-- Tasks to perform --
1/ Answer these questions using the birding diary below.
(a) On what date is the writer's first proper A2 exam?
(b) At what time did the writer notice the raptor perched in a hedge?
(c) Where did the writer spot the Stone Curlew?
2/ Reproduce the birding diary below word for word, from "Sunday, 22 May" to "a Wilson's Phalarope.".
3/ Write the next part of the birding diary below, starting after its last sentence.

On the drive home we stopped off briefly to look for a long-staying Glossy Ibis in Suffolk, and then finally finished on Cavenham Heath. Here, after some effort, we were able to spot some elusive Stone Curlew. This rounded up the day very nicely, and on the way home I couldn't help but rest my eyes a little.

Sunday, 22 May 2016

Revision Break

My first proper A2 exam is on the 16th of June, so it's come to the point now, that I am in full revision mode. It's probably not even worth explaining that this obviously takes a toll on ones spirits and so I find it important to go out and relax occasionally. In this case it was another twitch, this time to Vange Marsh, Essex. Luckily for me, there is a station reasonably close to the reserve. So I was on the train from Kings Langley to Euston at 5:45am and after a few changes here and there, I was at Pitsea in Essex by 7:45. Following a short walk, I found myself on the Reserve where I had already been only just over half a year ago to see a Wilson's Phalarope.

My target species for the day were Black-winged Stilt and Red-footed Falcon. My initial efforts were fruitless and neither species were playing ball, which led me to do some general birding. A few warblers and the common water loving birds were to be seen, but nothing out of the ordinary. Then at 8:10am on the west side of the reserve, I noticed an interesting raptor perched up in a hedge in the cow fields adjacent to the reserve.The bird had it's back to me, but I noted a scaled mantle and back and an orange cap. I had already come to a reasonable conclusion of what the bird was, but it was when it dropped from the branch and gave a brief flight view that I clinched the ID, it was my first ever Red-footed Falcon! Little did I know this would be my only view of the bird for the whole day, and know it seems it's not even being reported on RBA or BirdGuides any more! Oh well.

In an attempt to refind the Falcon, I headed around the reserve in hope I would find it perched in the bushes in the cow fields as I had first seen it. On the way around, a wader on the marsh stood out to me and as soon as I raised my bins, I instantly identified it as a Black-winged Stilt, my other target species! The bird gave good views for the next half an hour before I moved on to try and refind the Falcon which was the main attraction of the day.

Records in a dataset
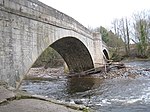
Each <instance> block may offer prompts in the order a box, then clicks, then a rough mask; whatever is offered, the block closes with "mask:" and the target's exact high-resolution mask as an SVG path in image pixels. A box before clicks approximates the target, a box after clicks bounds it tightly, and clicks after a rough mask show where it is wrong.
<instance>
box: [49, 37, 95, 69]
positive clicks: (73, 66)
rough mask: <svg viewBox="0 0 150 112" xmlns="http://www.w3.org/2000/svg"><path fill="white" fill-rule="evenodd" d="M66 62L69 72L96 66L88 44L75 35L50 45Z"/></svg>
mask: <svg viewBox="0 0 150 112" xmlns="http://www.w3.org/2000/svg"><path fill="white" fill-rule="evenodd" d="M50 47H52V48H53V49H54V50H56V51H57V52H58V53H59V54H60V55H61V56H62V58H63V59H64V61H65V62H66V64H67V66H68V68H69V72H81V71H85V70H88V69H91V68H94V64H93V61H92V57H91V55H90V53H89V51H88V49H87V48H86V46H85V45H84V44H83V43H82V42H81V41H80V40H79V39H77V38H75V37H64V38H61V39H59V40H57V41H56V42H54V43H53V44H51V45H50Z"/></svg>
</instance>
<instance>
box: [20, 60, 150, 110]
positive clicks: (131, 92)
mask: <svg viewBox="0 0 150 112" xmlns="http://www.w3.org/2000/svg"><path fill="white" fill-rule="evenodd" d="M126 65H127V66H130V67H135V68H138V70H132V71H131V72H130V73H132V74H139V76H138V77H135V78H131V77H128V76H127V74H124V75H123V76H121V77H116V78H113V79H105V80H104V79H101V78H99V77H89V76H88V77H72V78H68V77H66V76H65V75H62V76H61V77H59V78H57V79H56V78H55V79H51V80H46V81H38V80H24V81H23V84H22V85H21V87H20V89H21V90H26V91H27V92H30V93H32V94H38V95H44V96H47V97H50V98H54V99H57V100H61V101H63V102H70V103H76V104H83V105H86V106H89V107H90V108H92V109H93V110H94V112H150V71H146V70H143V69H145V68H147V69H149V68H150V61H133V62H128V63H126Z"/></svg>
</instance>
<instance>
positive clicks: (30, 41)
mask: <svg viewBox="0 0 150 112" xmlns="http://www.w3.org/2000/svg"><path fill="white" fill-rule="evenodd" d="M64 38H65V39H66V40H64ZM61 39H62V40H63V41H64V42H66V43H62V42H61V41H60V40H61ZM67 39H68V40H67ZM59 42H60V43H59ZM71 42H72V44H70V43H71ZM74 42H75V43H74ZM57 43H58V44H57ZM59 44H61V45H59ZM62 45H63V46H62ZM49 46H51V47H54V48H55V49H56V50H58V51H59V53H60V54H61V55H62V56H63V58H64V59H65V60H66V62H67V64H68V66H69V68H70V70H71V71H73V72H78V71H82V70H86V69H89V68H93V67H97V66H98V65H97V64H96V63H103V53H102V49H103V47H102V40H101V37H100V36H99V37H98V36H96V38H93V35H92V34H91V32H90V31H89V30H88V29H87V28H85V27H84V26H83V25H81V24H80V23H78V22H77V21H76V20H74V19H73V18H71V17H69V16H67V15H66V14H63V13H62V12H60V11H58V10H56V9H53V8H51V7H49V6H47V5H45V4H43V3H41V2H39V1H37V0H0V80H3V81H6V82H8V83H9V84H10V85H11V86H16V85H17V84H18V83H19V82H20V80H21V79H22V78H23V76H24V75H25V74H26V73H27V72H28V70H29V69H30V67H31V66H32V65H33V63H34V62H35V61H36V59H37V58H38V57H39V56H40V54H41V53H42V52H43V51H44V50H45V49H46V48H47V47H49ZM58 46H59V47H58ZM61 48H62V50H61ZM67 49H68V50H67ZM78 51H79V52H78Z"/></svg>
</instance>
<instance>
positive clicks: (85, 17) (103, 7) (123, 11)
mask: <svg viewBox="0 0 150 112" xmlns="http://www.w3.org/2000/svg"><path fill="white" fill-rule="evenodd" d="M39 1H41V2H43V3H45V4H47V5H49V6H51V7H53V8H55V9H57V10H59V11H61V12H63V13H65V14H67V15H69V16H71V17H73V18H74V19H76V20H77V21H78V22H80V23H81V24H83V25H84V26H86V27H88V26H90V27H92V28H95V27H99V26H104V27H106V28H111V22H112V21H113V19H114V18H121V17H126V16H127V17H128V16H130V15H131V14H132V13H133V12H136V11H140V10H144V9H150V0H39Z"/></svg>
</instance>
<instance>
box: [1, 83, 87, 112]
mask: <svg viewBox="0 0 150 112" xmlns="http://www.w3.org/2000/svg"><path fill="white" fill-rule="evenodd" d="M9 89H10V88H9ZM9 89H7V88H6V87H4V86H1V85H0V112H89V109H88V108H87V107H85V106H82V105H76V104H69V103H68V104H67V103H62V102H59V101H57V100H54V99H50V98H46V97H43V96H40V95H31V94H29V93H26V92H24V91H12V90H9ZM11 89H12V88H11Z"/></svg>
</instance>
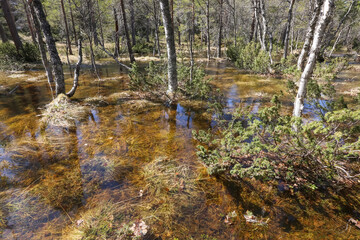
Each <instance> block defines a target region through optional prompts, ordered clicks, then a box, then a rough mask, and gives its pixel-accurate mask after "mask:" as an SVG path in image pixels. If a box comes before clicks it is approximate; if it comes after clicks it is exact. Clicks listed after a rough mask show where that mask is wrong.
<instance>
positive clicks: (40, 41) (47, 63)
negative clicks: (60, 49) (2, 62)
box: [29, 4, 54, 92]
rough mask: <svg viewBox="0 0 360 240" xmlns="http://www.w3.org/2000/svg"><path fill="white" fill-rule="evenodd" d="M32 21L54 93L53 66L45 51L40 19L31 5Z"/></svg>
mask: <svg viewBox="0 0 360 240" xmlns="http://www.w3.org/2000/svg"><path fill="white" fill-rule="evenodd" d="M29 8H30V12H31V16H32V20H33V23H34V27H35V34H36V39H37V44H38V46H39V51H40V56H41V62H42V64H43V66H44V68H45V72H46V76H47V79H48V82H49V86H50V90H51V92H52V91H53V89H52V86H51V84H52V83H53V82H54V78H53V75H52V73H51V66H50V63H49V61H48V59H47V56H46V49H45V43H44V42H43V38H42V34H41V27H40V23H39V20H38V18H37V17H36V14H35V10H34V7H33V6H32V5H31V4H30V5H29Z"/></svg>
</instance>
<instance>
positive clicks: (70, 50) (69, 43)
mask: <svg viewBox="0 0 360 240" xmlns="http://www.w3.org/2000/svg"><path fill="white" fill-rule="evenodd" d="M60 3H61V11H62V14H63V18H64V26H65V34H66V44H67V46H68V50H69V54H70V55H72V54H73V53H72V49H71V41H70V35H69V27H68V23H67V18H66V12H65V5H64V0H60Z"/></svg>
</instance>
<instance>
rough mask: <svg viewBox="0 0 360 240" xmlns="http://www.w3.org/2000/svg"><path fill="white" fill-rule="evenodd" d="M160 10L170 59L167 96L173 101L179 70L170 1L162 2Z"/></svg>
mask: <svg viewBox="0 0 360 240" xmlns="http://www.w3.org/2000/svg"><path fill="white" fill-rule="evenodd" d="M160 9H161V14H162V17H163V24H164V29H165V36H166V49H167V58H168V90H167V94H168V95H169V97H170V99H171V100H173V99H174V97H175V92H176V90H177V87H178V84H177V69H176V49H175V37H174V28H173V24H172V17H171V12H170V6H169V1H168V0H160Z"/></svg>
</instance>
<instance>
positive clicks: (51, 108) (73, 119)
mask: <svg viewBox="0 0 360 240" xmlns="http://www.w3.org/2000/svg"><path fill="white" fill-rule="evenodd" d="M88 112H89V109H88V108H87V107H84V106H81V105H79V104H75V103H72V102H71V101H70V99H69V98H68V97H67V96H66V95H64V94H59V96H57V98H56V99H54V100H53V101H52V102H51V103H49V104H48V105H46V107H45V109H44V111H43V114H42V118H41V122H42V127H46V126H50V127H60V128H72V127H75V124H76V121H80V120H82V119H84V118H86V117H87V116H88Z"/></svg>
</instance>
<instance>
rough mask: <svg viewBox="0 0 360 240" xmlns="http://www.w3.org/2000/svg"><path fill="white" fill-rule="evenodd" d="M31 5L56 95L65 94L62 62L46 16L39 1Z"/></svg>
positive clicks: (64, 82) (63, 75)
mask: <svg viewBox="0 0 360 240" xmlns="http://www.w3.org/2000/svg"><path fill="white" fill-rule="evenodd" d="M32 3H33V6H34V9H35V12H36V15H37V18H38V20H39V22H40V27H41V30H42V32H43V34H44V36H45V40H46V46H47V49H48V52H49V55H50V60H51V65H52V70H53V74H54V77H55V86H56V88H55V89H56V95H58V94H60V93H65V81H64V73H63V69H62V62H61V60H60V57H59V54H58V51H57V49H56V45H55V40H54V38H53V36H52V33H51V28H50V25H49V23H48V21H47V20H46V16H45V13H44V10H43V6H42V4H41V1H40V0H33V1H32Z"/></svg>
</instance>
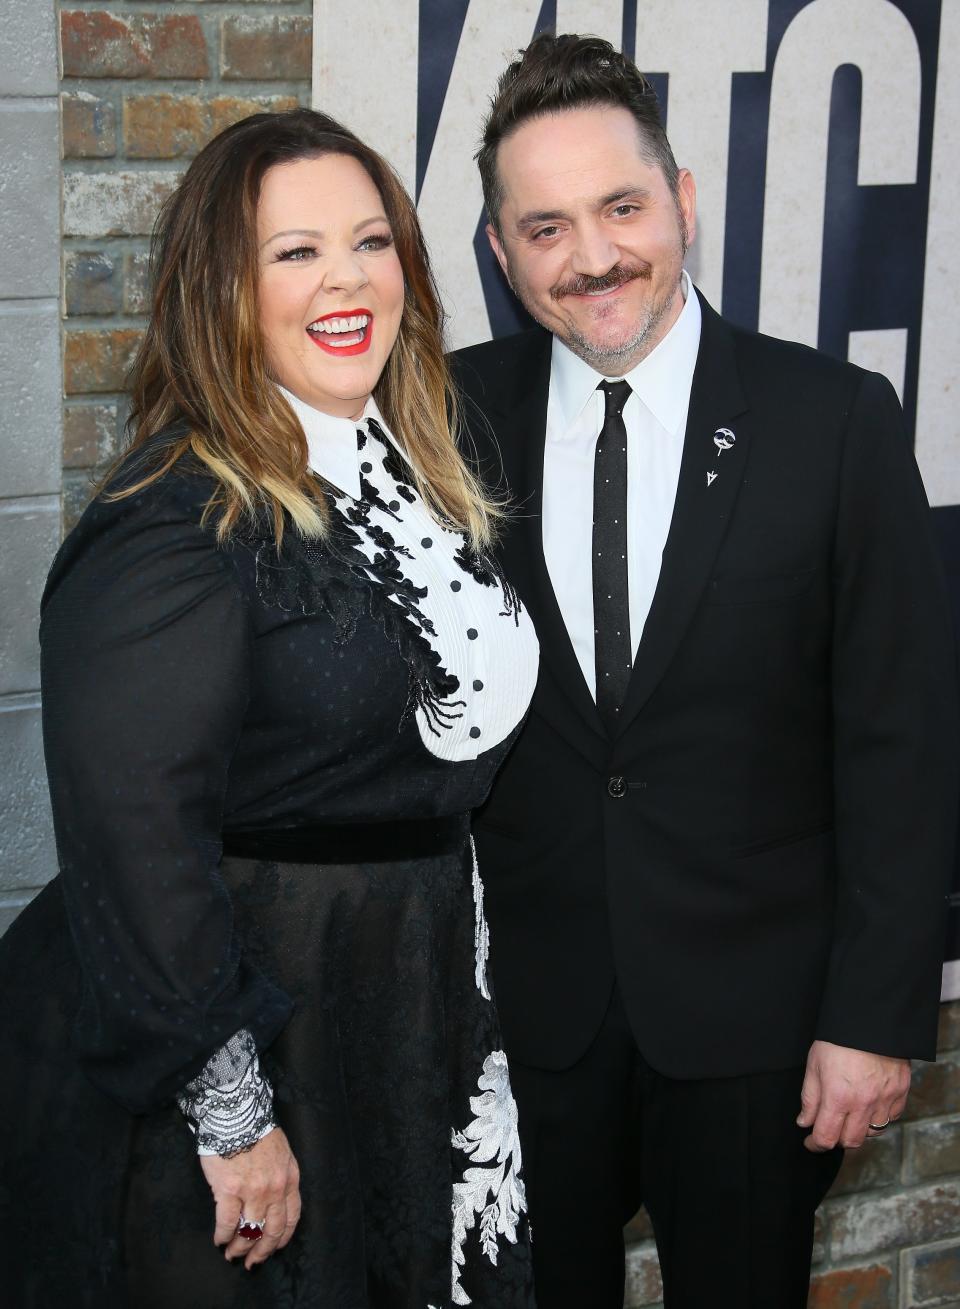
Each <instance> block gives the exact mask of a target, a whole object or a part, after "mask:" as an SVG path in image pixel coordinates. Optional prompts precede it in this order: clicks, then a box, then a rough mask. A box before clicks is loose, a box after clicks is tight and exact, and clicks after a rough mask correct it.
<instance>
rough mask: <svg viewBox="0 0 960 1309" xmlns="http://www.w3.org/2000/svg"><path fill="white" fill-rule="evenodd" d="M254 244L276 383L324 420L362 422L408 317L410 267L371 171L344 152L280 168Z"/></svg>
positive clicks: (258, 291) (268, 350)
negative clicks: (399, 326)
mask: <svg viewBox="0 0 960 1309" xmlns="http://www.w3.org/2000/svg"><path fill="white" fill-rule="evenodd" d="M257 241H258V247H259V288H258V304H259V319H261V330H262V331H263V338H265V340H266V347H267V357H268V361H270V368H271V370H272V374H274V377H275V378H276V381H278V382H280V384H282V385H283V386H286V387H287V390H288V391H292V393H293V394H295V395H296V397H297V398H299V399H301V401H305V402H306V403H308V404H312V406H313V407H314V408H318V410H322V411H323V412H325V414H334V415H337V416H338V418H354V419H355V418H359V416H360V414H361V412H363V407H364V404H365V403H367V399H368V398H369V394H371V391H372V390H373V387H375V385H376V382H377V378H378V377H380V374H381V372H382V369H384V364H385V363H386V357H388V355H389V353H390V351H392V350H393V343H394V340H396V339H397V332H398V330H399V319H401V314H402V312H403V271H402V268H401V266H399V259H398V257H397V251H396V249H394V245H393V234H392V233H390V225H389V223H388V221H386V215H385V212H384V202H382V200H381V198H380V192H378V191H377V188H376V186H375V185H373V182H372V181H371V177H369V174H368V173H367V170H365V169H364V168H363V165H361V164H359V162H358V160H355V158H351V157H350V156H347V154H322V156H321V157H318V158H306V160H297V161H296V162H295V164H276V165H274V168H271V169H268V170H267V173H266V174H265V177H263V182H262V186H261V196H259V206H258V209H257Z"/></svg>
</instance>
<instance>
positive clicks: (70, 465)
mask: <svg viewBox="0 0 960 1309" xmlns="http://www.w3.org/2000/svg"><path fill="white" fill-rule="evenodd" d="M115 453H117V406H115V404H105V403H97V404H76V403H73V404H67V407H65V408H64V412H63V466H64V467H65V469H93V467H100V466H102V465H103V463H106V462H107V461H109V459H111V458H113V457H114V454H115Z"/></svg>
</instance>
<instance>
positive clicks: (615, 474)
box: [593, 382, 633, 732]
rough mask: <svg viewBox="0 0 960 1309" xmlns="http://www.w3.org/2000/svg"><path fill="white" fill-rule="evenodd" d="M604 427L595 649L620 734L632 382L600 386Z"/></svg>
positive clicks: (609, 710)
mask: <svg viewBox="0 0 960 1309" xmlns="http://www.w3.org/2000/svg"><path fill="white" fill-rule="evenodd" d="M597 390H601V391H602V393H604V401H605V412H604V425H602V428H601V429H600V436H599V439H597V450H596V456H595V462H593V649H595V657H596V672H597V709H599V711H600V716H601V719H602V720H604V723H605V724H606V729H608V730H609V732H613V730H616V726H617V719H618V716H619V709H621V706H622V704H623V699H625V696H626V689H627V682H629V681H630V669H631V666H633V647H631V644H630V590H629V586H627V537H626V512H627V511H626V427H625V424H623V406H625V404H626V402H627V399H629V398H630V384H629V382H601V384H600V386H599V387H597Z"/></svg>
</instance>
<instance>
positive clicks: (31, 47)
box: [0, 0, 62, 931]
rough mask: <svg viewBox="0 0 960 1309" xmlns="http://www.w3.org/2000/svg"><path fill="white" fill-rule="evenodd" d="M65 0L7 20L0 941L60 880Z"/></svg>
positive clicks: (0, 642) (2, 247) (2, 179)
mask: <svg viewBox="0 0 960 1309" xmlns="http://www.w3.org/2000/svg"><path fill="white" fill-rule="evenodd" d="M56 82H58V71H56V24H55V13H54V0H37V3H35V4H34V3H30V4H22V3H21V4H17V5H14V7H13V8H12V9H10V7H9V5H8V7H7V9H5V10H4V17H3V24H0V931H3V929H4V928H5V927H7V924H8V923H10V922H12V920H13V918H14V916H16V914H17V912H18V911H20V910H21V908H22V906H24V905H25V903H26V902H28V901H29V899H30V897H31V895H33V889H34V888H37V886H39V885H41V884H42V882H43V881H46V880H47V878H48V877H50V876H51V873H52V872H54V861H55V856H54V844H52V839H51V827H50V806H48V804H47V788H46V778H45V774H43V753H42V747H41V715H39V660H38V648H37V609H38V605H39V598H41V592H42V589H43V579H45V577H46V573H47V567H48V564H50V559H51V556H52V554H54V551H55V550H56V546H58V542H59V535H60V462H62V461H60V445H62V436H60V314H59V305H58V288H59V280H60V250H59V246H60V204H59V190H60V188H59V173H60V164H59V153H60V134H59V126H58V111H56V89H58V86H56Z"/></svg>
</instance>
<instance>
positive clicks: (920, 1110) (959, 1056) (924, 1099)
mask: <svg viewBox="0 0 960 1309" xmlns="http://www.w3.org/2000/svg"><path fill="white" fill-rule="evenodd" d="M957 1107H960V1055H957V1054H956V1052H955V1054H952V1055H943V1056H940V1059H938V1062H936V1063H935V1064H929V1063H923V1064H917V1066H915V1067H914V1069H913V1086H912V1088H910V1098H909V1100H908V1102H906V1113H905V1115H904V1117H905V1118H906V1119H908V1121H909V1119H915V1118H938V1117H943V1115H944V1114H955V1113H956V1110H957Z"/></svg>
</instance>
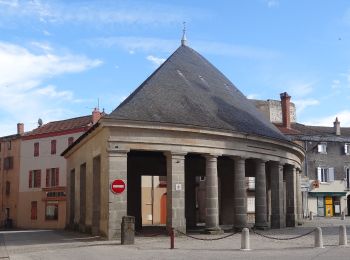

-- Responses --
1/
(a) The 16th of June.
(b) At 8:10am.
(c) On Cavenham Heath.

2/
Sunday, 22 May 2016

Revision Break

My first proper A2 exam is on the 16th of June, so it's come to the point now, that I am in full revision mode. It's probably not even worth explaining that this obviously takes a toll on ones spirits and so I find it important to go out and relax occasionally. In this case it was another twitch, this time to Vange Marsh, Essex. Luckily for me, there is a station reasonably close to the reserve. So I was on the train from Kings Langley to Euston at 5:45am and after a few changes here and there, I was at Pitsea in Essex by 7:45. Following a short walk, I found myself on the Reserve where I had already been only just over half a year ago to see a Wilson's Phalarope.

3/
Black-winged Stilt

I spent the next 4 hours wondering around the fields and the reserve searching for the Falcon, but unfortunately it evaded my radar. Instead, I did see and hear 2 Cuckoos, which was an added bonus. I still headed home with a broad smile as I had seen both target species for the day.

Moth trapping in the garden has been slow recently and I haven't had much time to put out the trap, but last night made up for it, as I caught my first ever Hawkmoth for the garden!!! The Lime Hawkmoth was an obvious highlight, but I also enjoyed the: Scalloped Oak, White Ermine, Brimstone Moth, Pale Tussock, Nut-tree Tussock, Angle Shade and Waved Umber.

Lime Hawkmoth

Monday, 16 May 2016

Great Spotted Cuckoo, Portland

Great Spotted Cuckoo was without a doubt the bird at the top of my want to see list. Luckily, last weekend my dream came true after a Juv. was found on Portland!

Paul, Ian and I, organized the trip the day before hand, as we were all keen to see it. We started the day shortly before 6 o'clock, and arrived on Portland by 9. The Cuckoo was still there and was hidden away in the bushes barely visible. 2 Spotted Flycatchers and a Redstart provided entertainment up until the Cuckoo decided to move and feed just a few metres away where it gave stonking views up until a dog walker flushed it. The bird flew off with the photographers chasing after it and the bird was eventually forced into the school.

Great Spotted Cuckoo

Predicting that any further views would be challenging, we moved swiftly on to the Red-rumped Swallow which had just been found at Lodmoor. After some searching we eventually found it, along with a supporting cast of Bearded Tit, Knot and a mint looking Grey Plover.

Red-rumped Swallow

We then headed back onto to Portland where we spent a few hours just doing some general birding and seawatching, more Spotted Flycatchers and a Short-eared Owl being the pick of the bunch.

On the way home we stopped briefly in the New Forest and were able to locate Tree Pipit, Cuckoo, Wood Warbler, Crossbill and Firecrest. All in all an absolutely tremendous day!